This paper modeled air quality in the city of Augsburg using spatial features and mobile measurement data with high quality. We extracted and utilized data from OSM and identified spatial features such as types and areas of different land uses, road networks with high resolution. The advantages of our approach include that it used publicly available open data to construct the geographic predictor variables instead of using expensive datasets. Therefore, the built model can be easily used to infer air quality for other urban areas. In addition, our approach quantified the importance of geographic features on air quality prediction, enabled us to select features and integrate the important spatial factors automatically to the modeling, without using domain knowledge of air quality. We applied appropriate machine-learning approaches and compared the model performance using a visual interface (dashboard). A dashboard was developed at the end of this study to demonstrate the work-flow of the analysis, including the data exploration, correlation analysis, model comparison and the inference of air quality for a new city area with a fine granularity.

YOUR TASK →
Carry the passage on modeling air quality in Augsburg forward, starting after its final sentence. The records are separate material, unconnected to the passage on modeling air quality in Augsburg.

INFORMATION SUPPLIED →

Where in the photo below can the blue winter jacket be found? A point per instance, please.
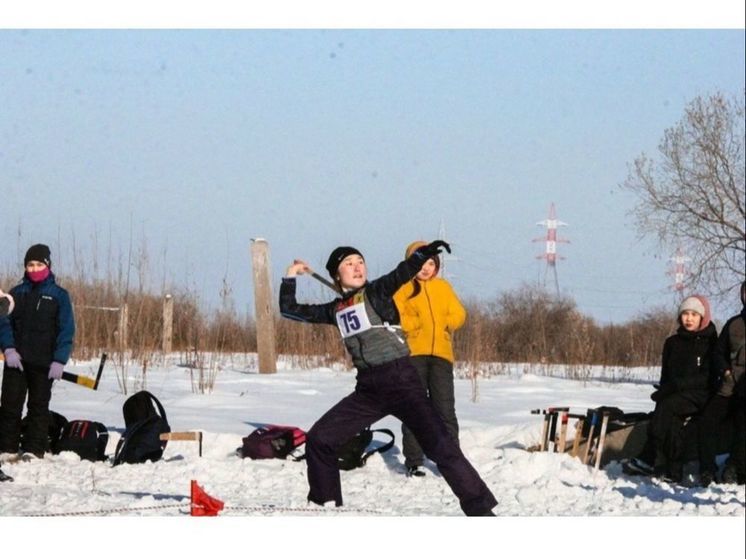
(42, 325)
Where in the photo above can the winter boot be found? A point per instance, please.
(637, 467)
(415, 471)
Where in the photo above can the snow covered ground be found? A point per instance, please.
(542, 494)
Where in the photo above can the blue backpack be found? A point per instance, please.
(145, 420)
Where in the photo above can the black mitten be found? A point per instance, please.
(433, 249)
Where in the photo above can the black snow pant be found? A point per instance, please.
(16, 384)
(668, 422)
(436, 375)
(718, 410)
(390, 389)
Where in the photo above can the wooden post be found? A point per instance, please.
(123, 320)
(168, 323)
(265, 319)
(563, 433)
(576, 440)
(589, 440)
(544, 432)
(601, 440)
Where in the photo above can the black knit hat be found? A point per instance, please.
(40, 253)
(336, 257)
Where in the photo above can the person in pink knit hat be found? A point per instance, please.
(683, 390)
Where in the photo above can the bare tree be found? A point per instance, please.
(692, 197)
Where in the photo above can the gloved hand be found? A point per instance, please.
(433, 249)
(6, 303)
(55, 370)
(13, 359)
(728, 385)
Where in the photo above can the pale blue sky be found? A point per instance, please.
(198, 141)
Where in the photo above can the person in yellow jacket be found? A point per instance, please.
(430, 312)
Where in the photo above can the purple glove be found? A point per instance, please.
(55, 370)
(13, 359)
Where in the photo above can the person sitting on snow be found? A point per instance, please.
(387, 382)
(728, 402)
(683, 390)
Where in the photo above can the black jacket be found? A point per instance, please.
(370, 347)
(687, 363)
(42, 325)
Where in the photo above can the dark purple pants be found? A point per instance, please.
(391, 389)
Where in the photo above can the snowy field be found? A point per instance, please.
(541, 494)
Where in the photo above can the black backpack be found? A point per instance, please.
(353, 453)
(272, 441)
(85, 438)
(145, 420)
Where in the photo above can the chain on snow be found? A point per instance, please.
(256, 508)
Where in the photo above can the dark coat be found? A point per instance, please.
(42, 325)
(730, 354)
(687, 363)
(371, 347)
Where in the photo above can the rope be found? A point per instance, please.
(256, 508)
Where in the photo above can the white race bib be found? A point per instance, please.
(353, 318)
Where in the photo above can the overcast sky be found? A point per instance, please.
(189, 143)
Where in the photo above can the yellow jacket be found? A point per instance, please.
(429, 318)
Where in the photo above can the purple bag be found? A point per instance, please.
(273, 441)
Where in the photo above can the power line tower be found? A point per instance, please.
(679, 271)
(551, 240)
(445, 256)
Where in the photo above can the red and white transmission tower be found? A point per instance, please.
(551, 240)
(679, 270)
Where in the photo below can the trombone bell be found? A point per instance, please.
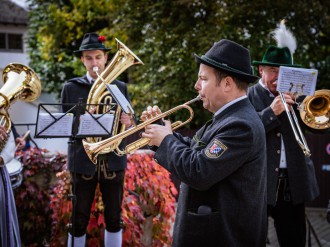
(315, 110)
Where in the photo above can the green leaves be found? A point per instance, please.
(165, 35)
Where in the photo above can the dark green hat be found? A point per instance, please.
(231, 58)
(277, 56)
(91, 41)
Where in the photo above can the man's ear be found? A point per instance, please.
(229, 83)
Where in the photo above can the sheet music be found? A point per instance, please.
(62, 127)
(297, 80)
(90, 127)
(120, 98)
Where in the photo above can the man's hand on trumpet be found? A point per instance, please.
(278, 106)
(155, 132)
(126, 120)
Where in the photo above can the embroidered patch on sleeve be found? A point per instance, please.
(215, 149)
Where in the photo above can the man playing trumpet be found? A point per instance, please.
(222, 200)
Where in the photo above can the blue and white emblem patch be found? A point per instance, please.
(215, 149)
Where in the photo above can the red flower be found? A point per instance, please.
(101, 39)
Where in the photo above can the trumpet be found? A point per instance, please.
(94, 149)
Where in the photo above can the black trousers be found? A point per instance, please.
(111, 186)
(289, 219)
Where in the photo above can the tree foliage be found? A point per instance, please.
(166, 34)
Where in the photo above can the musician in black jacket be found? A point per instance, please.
(110, 169)
(222, 200)
(290, 174)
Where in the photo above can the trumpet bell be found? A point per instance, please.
(315, 110)
(20, 83)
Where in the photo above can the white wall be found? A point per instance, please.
(24, 112)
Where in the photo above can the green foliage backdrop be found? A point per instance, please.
(165, 34)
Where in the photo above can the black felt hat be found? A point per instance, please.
(231, 58)
(92, 41)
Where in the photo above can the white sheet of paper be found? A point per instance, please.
(297, 80)
(120, 98)
(90, 127)
(62, 127)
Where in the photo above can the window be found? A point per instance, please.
(11, 42)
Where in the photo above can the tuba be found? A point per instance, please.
(20, 83)
(315, 110)
(99, 94)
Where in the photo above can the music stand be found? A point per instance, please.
(72, 124)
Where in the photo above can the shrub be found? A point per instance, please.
(44, 209)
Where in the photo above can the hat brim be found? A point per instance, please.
(79, 52)
(233, 72)
(254, 62)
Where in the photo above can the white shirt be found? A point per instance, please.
(8, 152)
(283, 157)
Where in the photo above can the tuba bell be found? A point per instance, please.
(20, 83)
(94, 149)
(315, 110)
(99, 94)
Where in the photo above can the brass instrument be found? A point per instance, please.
(94, 149)
(314, 112)
(99, 94)
(20, 83)
(296, 128)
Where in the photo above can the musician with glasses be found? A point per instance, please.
(291, 178)
(222, 199)
(9, 228)
(110, 169)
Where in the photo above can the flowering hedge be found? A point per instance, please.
(44, 209)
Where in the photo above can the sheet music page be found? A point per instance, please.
(88, 126)
(120, 98)
(62, 127)
(297, 80)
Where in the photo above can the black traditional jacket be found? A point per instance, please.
(72, 91)
(222, 200)
(302, 180)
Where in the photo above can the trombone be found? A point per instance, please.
(314, 112)
(111, 144)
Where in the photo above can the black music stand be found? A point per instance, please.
(62, 125)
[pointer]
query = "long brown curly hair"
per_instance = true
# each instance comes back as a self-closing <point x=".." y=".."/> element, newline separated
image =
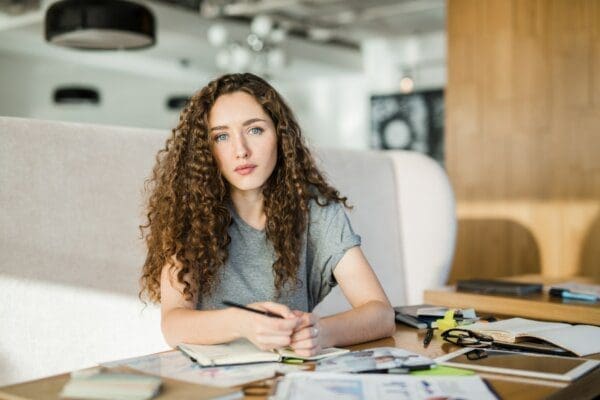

REPLY TO THE EXERCISE →
6.2 Limitations

The applicability of the LUR models obtained in this study is restricted by the characteristics of the input (air pollution) data, such as that the data points are collected using a single mobile sensor and they are only captured on the walked route. Due to the available data only covering 3 days, we were not able to include weather or seasonality effects into our model. Including additional measurements taken throughout the year should improve the relevance of our predictive model. Furthermore, the LUR models are only applied in a relatively small study area. How well the model would perform at a larger scale (e.g., including the peripheries and not only the city center) or even in another city area is still an open question. For instance, there is no primary highway located across the study area, however, the highway traffic could be an interesting factor to our study. As stated by [12], the generalization of the LUR model to areas where no measurements were made is limited, especially in predicting absolute concentrations. While this study showed some potential of mobile sensors and spatial features for air quality prediction, there is still more data needed for the evaluation of this approaches further applicability.